## Work to complete
Rewrite all of the following records, replacing every occurrence of "one dot per instance" with "a single point for each instance" and leaving everything else unchanged.

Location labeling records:
◇ ◇ ◇
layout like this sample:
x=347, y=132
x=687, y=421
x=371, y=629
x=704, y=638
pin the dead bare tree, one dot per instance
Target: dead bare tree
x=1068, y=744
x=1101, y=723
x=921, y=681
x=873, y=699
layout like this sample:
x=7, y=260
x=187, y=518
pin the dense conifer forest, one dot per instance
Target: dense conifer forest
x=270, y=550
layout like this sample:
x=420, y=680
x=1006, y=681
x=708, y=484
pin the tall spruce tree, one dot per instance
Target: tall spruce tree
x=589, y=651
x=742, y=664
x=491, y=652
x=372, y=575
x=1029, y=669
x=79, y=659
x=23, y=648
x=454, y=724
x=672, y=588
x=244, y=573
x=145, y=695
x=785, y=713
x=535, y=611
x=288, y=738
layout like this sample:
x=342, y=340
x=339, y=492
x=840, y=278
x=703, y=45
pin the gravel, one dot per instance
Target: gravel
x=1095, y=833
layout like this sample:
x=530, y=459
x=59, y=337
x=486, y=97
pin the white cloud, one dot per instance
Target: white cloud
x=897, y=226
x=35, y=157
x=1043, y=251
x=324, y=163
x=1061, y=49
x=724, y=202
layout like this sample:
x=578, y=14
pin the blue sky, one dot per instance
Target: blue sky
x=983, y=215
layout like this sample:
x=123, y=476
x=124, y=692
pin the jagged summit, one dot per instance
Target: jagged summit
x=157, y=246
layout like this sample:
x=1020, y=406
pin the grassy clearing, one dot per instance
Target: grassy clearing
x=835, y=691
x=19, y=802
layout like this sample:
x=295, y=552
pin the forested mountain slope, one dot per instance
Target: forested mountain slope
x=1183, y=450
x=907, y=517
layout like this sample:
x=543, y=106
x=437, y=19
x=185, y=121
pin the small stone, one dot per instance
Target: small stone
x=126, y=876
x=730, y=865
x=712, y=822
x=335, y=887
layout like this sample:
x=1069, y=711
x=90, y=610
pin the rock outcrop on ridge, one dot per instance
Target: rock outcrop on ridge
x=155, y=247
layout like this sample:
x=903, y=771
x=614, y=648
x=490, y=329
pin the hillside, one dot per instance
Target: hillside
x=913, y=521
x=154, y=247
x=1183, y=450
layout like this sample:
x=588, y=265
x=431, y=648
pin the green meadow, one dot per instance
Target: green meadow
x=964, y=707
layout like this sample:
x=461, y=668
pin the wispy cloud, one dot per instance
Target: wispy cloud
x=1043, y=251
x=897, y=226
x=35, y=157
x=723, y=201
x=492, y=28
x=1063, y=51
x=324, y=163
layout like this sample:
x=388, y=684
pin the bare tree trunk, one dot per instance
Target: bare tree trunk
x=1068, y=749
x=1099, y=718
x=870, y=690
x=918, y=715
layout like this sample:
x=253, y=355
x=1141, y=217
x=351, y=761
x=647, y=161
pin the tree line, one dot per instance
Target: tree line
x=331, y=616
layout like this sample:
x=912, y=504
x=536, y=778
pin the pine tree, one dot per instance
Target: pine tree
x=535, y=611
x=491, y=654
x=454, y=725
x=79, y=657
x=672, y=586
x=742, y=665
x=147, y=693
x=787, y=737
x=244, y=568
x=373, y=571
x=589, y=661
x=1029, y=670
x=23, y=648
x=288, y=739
◇ ◇ ◇
## Full solution
layout like this sample:
x=347, y=132
x=687, y=421
x=371, y=629
x=704, y=638
pin the dead bare tree, a single point for each instance
Target: dead bare tree
x=1068, y=744
x=1101, y=723
x=921, y=681
x=873, y=699
layout like this sample:
x=7, y=260
x=187, y=518
pin the dense conifer forest, a single point for each instance
Target: dense conifer forest
x=270, y=550
layout like this sample:
x=420, y=680
x=1006, y=681
x=708, y=484
pin the tall spruce tree, a single point for each instance
Target: tall spruce tree
x=589, y=651
x=742, y=664
x=491, y=652
x=372, y=575
x=1029, y=669
x=79, y=659
x=23, y=648
x=454, y=724
x=672, y=588
x=244, y=573
x=145, y=695
x=785, y=713
x=535, y=611
x=288, y=738
layout like this sample:
x=342, y=340
x=339, y=492
x=840, y=278
x=703, y=45
pin the gravel, a single point for each instance
Target: gravel
x=1095, y=833
layout like this sample:
x=530, y=459
x=59, y=337
x=486, y=97
pin the white cloud, a single point for each instance
Target: white cloud
x=897, y=226
x=35, y=157
x=1043, y=251
x=324, y=163
x=1061, y=49
x=724, y=202
layout like this sample:
x=578, y=14
pin the blue sky, a single point for each instance
Target: blue sky
x=983, y=215
layout like this sample:
x=123, y=476
x=124, y=692
pin the jagged summit, a single point for each instance
Target: jagged summit
x=157, y=246
layout like this sample:
x=1020, y=406
pin the grassy clearing, a single point for each instance
Target: grassy clearing
x=835, y=691
x=19, y=802
layout like this sample:
x=295, y=552
pin the forested mountain slope, a single point for each instance
Target: forested mountain slope
x=1183, y=450
x=907, y=517
layout like this sample:
x=543, y=106
x=437, y=19
x=185, y=121
pin the small stone, a single point for each instance
Target: small stone
x=126, y=876
x=730, y=865
x=712, y=822
x=335, y=887
layout like this sample:
x=1069, y=711
x=90, y=610
pin the rock outcrop on ridge, a single point for each instance
Target: rock outcrop on ridge
x=155, y=247
layout like this sample:
x=903, y=771
x=614, y=648
x=490, y=329
pin the hillside, a single point for each instance
Target: hillside
x=913, y=521
x=154, y=247
x=1183, y=450
layout like this sample:
x=588, y=265
x=431, y=648
pin the green meadow, a single point for each instance
Target: green meadow
x=964, y=707
layout like this sample:
x=461, y=668
pin the wispy cloud, a single point for each instance
Target: wispy cloud
x=1043, y=251
x=897, y=226
x=35, y=157
x=723, y=201
x=492, y=28
x=1063, y=51
x=324, y=163
layout like this sample:
x=388, y=684
pin the bare tree trunk, a single point for each instance
Target: bare tree trunk
x=1068, y=749
x=1099, y=718
x=870, y=690
x=918, y=715
layout like this sample:
x=253, y=355
x=1141, y=217
x=351, y=761
x=647, y=161
pin the tree line, a single point for each instance
Target: tree line
x=331, y=616
layout like this sample:
x=912, y=504
x=536, y=778
pin the pine tree, a single point for each instance
Target: pine tree
x=535, y=611
x=491, y=654
x=454, y=725
x=79, y=657
x=672, y=586
x=742, y=665
x=147, y=693
x=787, y=737
x=244, y=568
x=373, y=571
x=589, y=661
x=1029, y=670
x=23, y=648
x=288, y=739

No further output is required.